— start SOURCE TEXT —

Solid lasers

Abstract

 A solid laser device comprises an elliptical beam collector (13) in which a solid laser medium (11) and a beam source (12) for excitation of the laser medium are mounted. A wavelength selective reflection film (14) on one or both of the outer and inner surfaces of the beam collector (13) reflects beams with wavelengths effective for excitation of the laser medium onto the laser medium and transmits beams with other wavelengths outside the beam collector. A beam shield (15) outside the beam collector (13) absorbs the beams transmitted outside the beam collector. A wavelength conversion filter (21) extends within the beam collector (13) around the laser medium (11) and converts beams with wavelengths not effective for the excitation into beams with wavelengths effective for the excitation.

Description

[0001] The present invention relates to solid lasers in which beams from an excitation source are collected in a solid laser medium.

[0002] Laser beams, which are coherent and advantageously homogeneous in wavelength, have been used in various scientific and technological fields. Among various known types of laser are solid lasers; for instance, ruby lasers and YAG lasers are well known in the art.

— end SOURCE TEXT —

■ **PROBLEM REQUIREMENTS**:
Answer these questions using the text on solid lasers:
(a) What shape is the beam collector?
(b) What does the beam shield absorb?
(c) Which two kinds of solid laser are named as well known?
The lines after this are separate material, unrelated to the text on solid lasers.

— start DATASET EXCERPT —

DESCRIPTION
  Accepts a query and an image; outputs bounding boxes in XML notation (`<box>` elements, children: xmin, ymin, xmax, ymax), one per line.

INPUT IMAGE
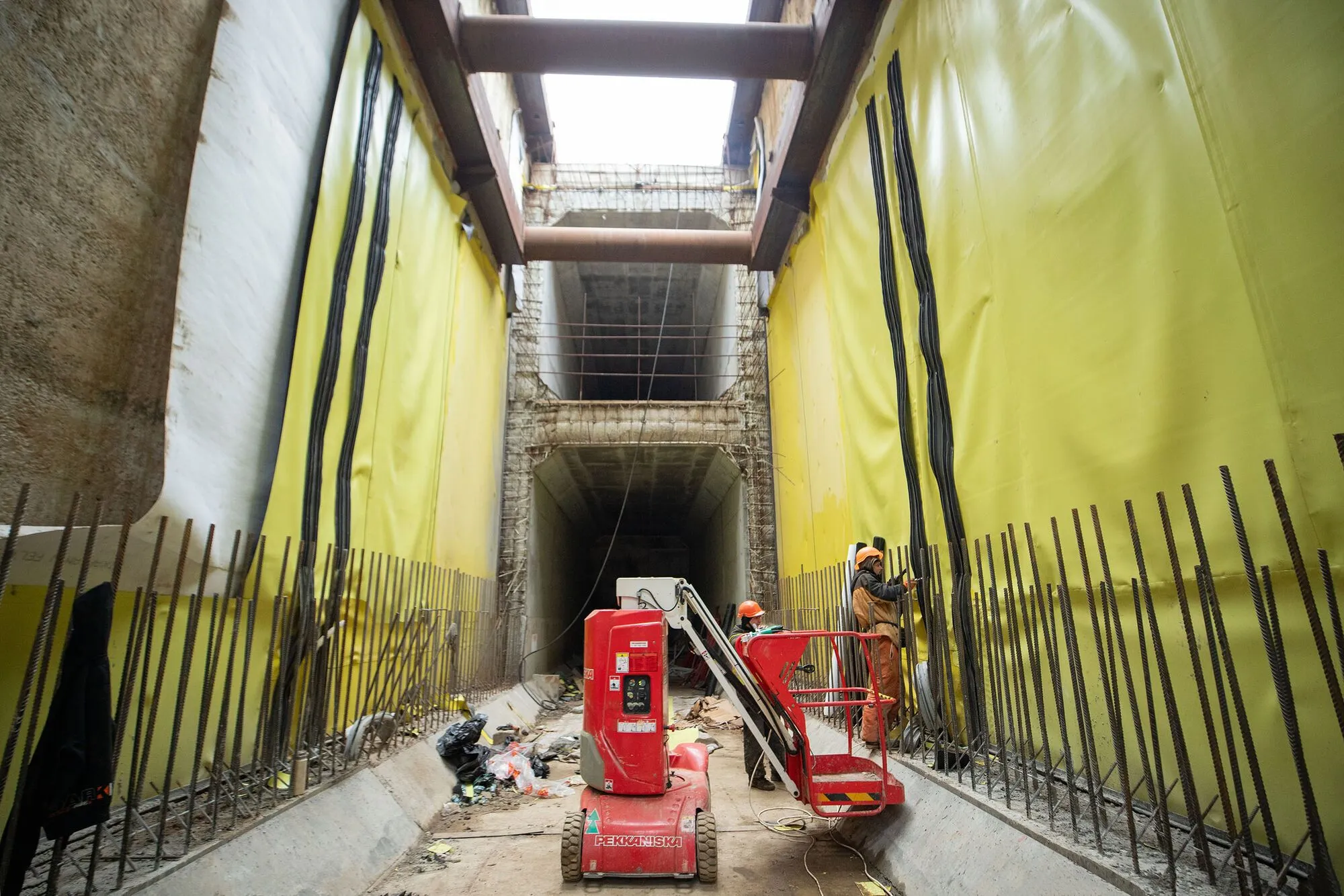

— end DATASET EXCERPT —

■ **COMPLETE OUTPUT**:
(a) Elliptical.
(b) The beams transmitted outside the beam collector.
(c) Ruby lasers and YAG lasers.